__LISTED ENTRIES__:
++++++
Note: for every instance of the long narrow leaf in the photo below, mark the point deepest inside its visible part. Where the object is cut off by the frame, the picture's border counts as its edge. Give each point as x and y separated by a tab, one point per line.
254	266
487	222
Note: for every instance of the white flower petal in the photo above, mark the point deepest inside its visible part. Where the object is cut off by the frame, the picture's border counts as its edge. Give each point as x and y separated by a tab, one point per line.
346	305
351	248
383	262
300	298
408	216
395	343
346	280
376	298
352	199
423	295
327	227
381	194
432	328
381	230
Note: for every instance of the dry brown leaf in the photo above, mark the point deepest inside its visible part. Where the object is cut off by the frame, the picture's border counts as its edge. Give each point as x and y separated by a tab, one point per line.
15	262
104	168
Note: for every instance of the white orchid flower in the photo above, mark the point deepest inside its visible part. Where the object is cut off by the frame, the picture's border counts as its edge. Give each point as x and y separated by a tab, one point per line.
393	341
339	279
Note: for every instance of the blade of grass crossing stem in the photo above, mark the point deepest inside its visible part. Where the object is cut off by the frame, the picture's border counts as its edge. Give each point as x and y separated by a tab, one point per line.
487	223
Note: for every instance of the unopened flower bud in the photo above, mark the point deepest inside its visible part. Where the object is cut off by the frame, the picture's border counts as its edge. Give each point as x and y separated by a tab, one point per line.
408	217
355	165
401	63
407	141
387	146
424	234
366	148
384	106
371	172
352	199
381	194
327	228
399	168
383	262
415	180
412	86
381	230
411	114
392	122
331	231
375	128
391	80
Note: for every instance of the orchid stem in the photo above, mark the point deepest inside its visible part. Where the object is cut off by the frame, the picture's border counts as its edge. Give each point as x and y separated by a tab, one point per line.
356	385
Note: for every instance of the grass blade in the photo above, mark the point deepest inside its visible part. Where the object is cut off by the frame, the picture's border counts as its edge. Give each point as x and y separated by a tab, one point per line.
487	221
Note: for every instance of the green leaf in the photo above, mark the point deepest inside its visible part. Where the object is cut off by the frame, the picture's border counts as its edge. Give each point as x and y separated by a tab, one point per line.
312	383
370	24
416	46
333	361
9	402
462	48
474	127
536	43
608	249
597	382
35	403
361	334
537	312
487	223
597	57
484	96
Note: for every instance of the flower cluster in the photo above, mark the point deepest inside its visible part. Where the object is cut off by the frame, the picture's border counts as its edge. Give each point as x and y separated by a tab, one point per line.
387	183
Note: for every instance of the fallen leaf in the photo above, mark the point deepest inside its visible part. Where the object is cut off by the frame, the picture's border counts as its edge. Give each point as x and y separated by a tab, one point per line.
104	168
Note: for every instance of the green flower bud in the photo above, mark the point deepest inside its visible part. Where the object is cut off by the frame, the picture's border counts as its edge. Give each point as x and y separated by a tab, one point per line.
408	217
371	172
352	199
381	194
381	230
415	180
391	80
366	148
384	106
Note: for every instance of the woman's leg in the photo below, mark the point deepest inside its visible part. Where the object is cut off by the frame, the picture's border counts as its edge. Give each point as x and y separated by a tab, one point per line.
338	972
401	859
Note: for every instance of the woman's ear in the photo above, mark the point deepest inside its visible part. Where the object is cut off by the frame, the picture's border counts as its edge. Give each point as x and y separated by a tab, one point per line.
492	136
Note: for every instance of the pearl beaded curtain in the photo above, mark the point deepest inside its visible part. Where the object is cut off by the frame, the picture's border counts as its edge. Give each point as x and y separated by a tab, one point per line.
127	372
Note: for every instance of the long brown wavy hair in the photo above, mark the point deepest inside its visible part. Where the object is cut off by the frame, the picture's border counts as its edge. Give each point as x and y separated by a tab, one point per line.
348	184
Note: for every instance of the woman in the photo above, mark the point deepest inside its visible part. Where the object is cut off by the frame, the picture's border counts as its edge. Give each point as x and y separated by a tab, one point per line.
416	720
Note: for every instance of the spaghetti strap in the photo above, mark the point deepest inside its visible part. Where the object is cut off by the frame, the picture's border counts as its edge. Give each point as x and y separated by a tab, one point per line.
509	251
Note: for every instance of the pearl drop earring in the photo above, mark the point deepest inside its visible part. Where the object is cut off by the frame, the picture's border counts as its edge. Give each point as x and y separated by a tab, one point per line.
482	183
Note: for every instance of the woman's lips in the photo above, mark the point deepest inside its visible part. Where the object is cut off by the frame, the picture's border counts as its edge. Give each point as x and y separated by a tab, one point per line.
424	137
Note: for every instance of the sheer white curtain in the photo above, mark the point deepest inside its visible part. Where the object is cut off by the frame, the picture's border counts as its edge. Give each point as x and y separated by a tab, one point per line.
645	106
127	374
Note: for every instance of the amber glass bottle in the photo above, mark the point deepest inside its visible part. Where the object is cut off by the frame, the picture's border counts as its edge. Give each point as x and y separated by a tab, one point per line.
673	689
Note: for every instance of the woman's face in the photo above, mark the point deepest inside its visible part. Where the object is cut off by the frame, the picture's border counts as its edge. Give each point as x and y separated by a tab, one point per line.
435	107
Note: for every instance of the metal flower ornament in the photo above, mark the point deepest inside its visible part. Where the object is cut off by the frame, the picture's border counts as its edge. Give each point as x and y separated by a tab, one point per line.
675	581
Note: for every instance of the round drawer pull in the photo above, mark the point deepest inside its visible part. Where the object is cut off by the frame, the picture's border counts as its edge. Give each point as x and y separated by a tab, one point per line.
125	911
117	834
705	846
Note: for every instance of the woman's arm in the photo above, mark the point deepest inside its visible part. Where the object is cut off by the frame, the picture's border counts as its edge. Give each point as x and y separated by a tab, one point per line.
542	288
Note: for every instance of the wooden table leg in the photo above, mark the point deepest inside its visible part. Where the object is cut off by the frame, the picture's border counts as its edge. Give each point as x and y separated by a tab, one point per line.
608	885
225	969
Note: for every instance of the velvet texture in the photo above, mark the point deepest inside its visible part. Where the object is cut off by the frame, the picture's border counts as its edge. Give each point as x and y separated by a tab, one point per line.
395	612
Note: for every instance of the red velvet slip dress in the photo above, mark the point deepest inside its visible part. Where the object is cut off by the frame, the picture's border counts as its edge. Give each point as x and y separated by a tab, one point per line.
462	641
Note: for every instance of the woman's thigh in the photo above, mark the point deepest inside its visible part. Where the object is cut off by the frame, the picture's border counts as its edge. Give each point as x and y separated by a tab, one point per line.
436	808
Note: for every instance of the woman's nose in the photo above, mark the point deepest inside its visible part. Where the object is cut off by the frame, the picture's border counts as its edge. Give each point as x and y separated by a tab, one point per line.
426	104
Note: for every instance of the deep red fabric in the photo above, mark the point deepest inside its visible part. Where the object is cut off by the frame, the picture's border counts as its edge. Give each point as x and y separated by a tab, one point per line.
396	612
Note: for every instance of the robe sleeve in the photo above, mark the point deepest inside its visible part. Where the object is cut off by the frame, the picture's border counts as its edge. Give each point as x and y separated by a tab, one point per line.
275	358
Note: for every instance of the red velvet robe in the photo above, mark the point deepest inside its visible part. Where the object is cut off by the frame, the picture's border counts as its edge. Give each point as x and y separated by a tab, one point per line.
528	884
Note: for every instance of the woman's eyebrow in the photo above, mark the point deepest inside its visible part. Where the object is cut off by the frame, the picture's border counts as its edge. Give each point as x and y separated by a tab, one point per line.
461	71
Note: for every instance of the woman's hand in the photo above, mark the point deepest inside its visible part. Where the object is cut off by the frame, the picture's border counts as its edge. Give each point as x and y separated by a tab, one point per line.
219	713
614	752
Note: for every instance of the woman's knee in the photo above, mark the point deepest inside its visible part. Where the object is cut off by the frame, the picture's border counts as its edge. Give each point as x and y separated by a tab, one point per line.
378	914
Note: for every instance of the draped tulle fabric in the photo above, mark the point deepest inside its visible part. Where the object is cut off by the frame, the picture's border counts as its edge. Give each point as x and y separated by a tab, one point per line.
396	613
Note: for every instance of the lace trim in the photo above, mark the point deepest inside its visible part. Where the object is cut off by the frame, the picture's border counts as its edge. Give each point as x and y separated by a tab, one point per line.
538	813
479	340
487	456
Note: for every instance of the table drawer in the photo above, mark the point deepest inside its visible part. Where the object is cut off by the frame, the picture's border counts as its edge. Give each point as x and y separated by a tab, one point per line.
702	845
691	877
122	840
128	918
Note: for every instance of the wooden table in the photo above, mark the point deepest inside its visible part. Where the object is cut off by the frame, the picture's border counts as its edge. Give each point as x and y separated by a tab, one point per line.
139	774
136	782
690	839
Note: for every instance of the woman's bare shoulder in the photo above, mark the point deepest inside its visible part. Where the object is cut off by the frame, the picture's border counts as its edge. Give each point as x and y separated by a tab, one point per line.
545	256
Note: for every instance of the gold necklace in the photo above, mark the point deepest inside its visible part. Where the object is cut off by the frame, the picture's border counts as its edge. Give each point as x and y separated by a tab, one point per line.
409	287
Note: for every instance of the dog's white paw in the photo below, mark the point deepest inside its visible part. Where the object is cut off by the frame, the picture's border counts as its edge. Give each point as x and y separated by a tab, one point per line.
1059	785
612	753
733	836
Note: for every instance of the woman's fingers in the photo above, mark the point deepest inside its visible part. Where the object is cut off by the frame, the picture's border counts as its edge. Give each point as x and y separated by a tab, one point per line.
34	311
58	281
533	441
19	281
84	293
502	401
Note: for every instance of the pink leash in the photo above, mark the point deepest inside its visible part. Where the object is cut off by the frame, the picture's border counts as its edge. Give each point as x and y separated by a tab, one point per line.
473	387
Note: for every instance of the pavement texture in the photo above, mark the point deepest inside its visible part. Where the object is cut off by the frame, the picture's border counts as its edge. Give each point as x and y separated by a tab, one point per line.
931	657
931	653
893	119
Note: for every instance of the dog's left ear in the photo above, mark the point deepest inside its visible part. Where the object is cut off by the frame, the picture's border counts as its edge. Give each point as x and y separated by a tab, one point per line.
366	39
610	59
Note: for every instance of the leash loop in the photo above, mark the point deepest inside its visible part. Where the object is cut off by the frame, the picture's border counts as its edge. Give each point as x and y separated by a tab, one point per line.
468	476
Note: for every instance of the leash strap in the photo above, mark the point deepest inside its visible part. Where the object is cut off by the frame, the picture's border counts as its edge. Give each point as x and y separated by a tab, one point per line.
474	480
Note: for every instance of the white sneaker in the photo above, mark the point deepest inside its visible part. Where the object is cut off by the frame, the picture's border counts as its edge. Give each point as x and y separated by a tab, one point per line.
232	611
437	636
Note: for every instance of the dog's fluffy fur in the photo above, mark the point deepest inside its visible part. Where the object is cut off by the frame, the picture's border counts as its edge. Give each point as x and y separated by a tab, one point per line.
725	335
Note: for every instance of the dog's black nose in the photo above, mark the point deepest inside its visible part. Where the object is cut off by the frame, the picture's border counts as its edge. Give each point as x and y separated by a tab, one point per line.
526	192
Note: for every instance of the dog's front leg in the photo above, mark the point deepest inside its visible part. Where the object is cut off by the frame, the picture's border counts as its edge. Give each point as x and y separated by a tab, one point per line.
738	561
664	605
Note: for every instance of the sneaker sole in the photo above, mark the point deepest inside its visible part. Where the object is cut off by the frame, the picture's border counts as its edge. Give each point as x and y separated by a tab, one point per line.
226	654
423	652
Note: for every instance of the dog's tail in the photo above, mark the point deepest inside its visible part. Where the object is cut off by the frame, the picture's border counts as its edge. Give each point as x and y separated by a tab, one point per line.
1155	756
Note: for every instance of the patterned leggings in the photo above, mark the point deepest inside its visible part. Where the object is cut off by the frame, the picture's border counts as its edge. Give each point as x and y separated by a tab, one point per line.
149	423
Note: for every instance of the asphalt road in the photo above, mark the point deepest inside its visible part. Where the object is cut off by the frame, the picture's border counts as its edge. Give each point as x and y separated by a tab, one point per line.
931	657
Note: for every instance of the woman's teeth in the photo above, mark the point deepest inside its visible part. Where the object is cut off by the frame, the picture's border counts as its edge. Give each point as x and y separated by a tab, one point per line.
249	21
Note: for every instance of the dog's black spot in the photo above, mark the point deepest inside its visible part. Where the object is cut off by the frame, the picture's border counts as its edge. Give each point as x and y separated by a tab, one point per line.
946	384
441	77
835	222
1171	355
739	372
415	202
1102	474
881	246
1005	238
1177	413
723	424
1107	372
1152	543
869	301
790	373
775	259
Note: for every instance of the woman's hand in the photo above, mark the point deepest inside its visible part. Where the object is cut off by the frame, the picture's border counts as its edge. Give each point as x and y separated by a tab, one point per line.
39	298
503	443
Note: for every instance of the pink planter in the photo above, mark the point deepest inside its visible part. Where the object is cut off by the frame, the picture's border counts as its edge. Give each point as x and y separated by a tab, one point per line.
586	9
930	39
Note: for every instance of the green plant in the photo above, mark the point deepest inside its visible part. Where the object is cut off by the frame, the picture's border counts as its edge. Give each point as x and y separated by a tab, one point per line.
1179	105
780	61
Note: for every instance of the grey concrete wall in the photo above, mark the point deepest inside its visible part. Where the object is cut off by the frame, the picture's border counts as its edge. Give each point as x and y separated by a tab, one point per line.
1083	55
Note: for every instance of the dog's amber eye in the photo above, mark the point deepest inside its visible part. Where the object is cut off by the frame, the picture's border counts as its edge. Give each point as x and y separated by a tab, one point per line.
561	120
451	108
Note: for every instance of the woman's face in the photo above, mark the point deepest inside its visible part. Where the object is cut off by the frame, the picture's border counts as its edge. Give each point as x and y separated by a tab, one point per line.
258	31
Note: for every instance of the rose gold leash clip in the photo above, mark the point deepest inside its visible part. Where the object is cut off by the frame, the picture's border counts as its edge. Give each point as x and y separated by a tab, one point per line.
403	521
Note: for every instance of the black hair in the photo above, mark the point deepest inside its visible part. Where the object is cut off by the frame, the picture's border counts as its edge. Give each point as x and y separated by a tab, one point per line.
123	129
++++++
__REQUIREMENT__: Exactly as written, give again every line from the one containing "Note: for every instance of the rose" through the last line of the material above, and no other lines.

__SOLUTION FOR THIS EXERCISE__:
Note: for every instance of the rose gold leash clip in the photo above, mark the point deepest inside its visible part. Where the object is cut off by the frame, the picture's border counts as its edge. Give each point as x and y separated by a tab, one point per line.
403	521
Note: for every instance of the black hair in the photo above, mark the point deepest inside its visible part. Where the object is cut off by the frame, the picture's border counts as its edge. Give each point as x and y separated by a tab, one point per line.
123	129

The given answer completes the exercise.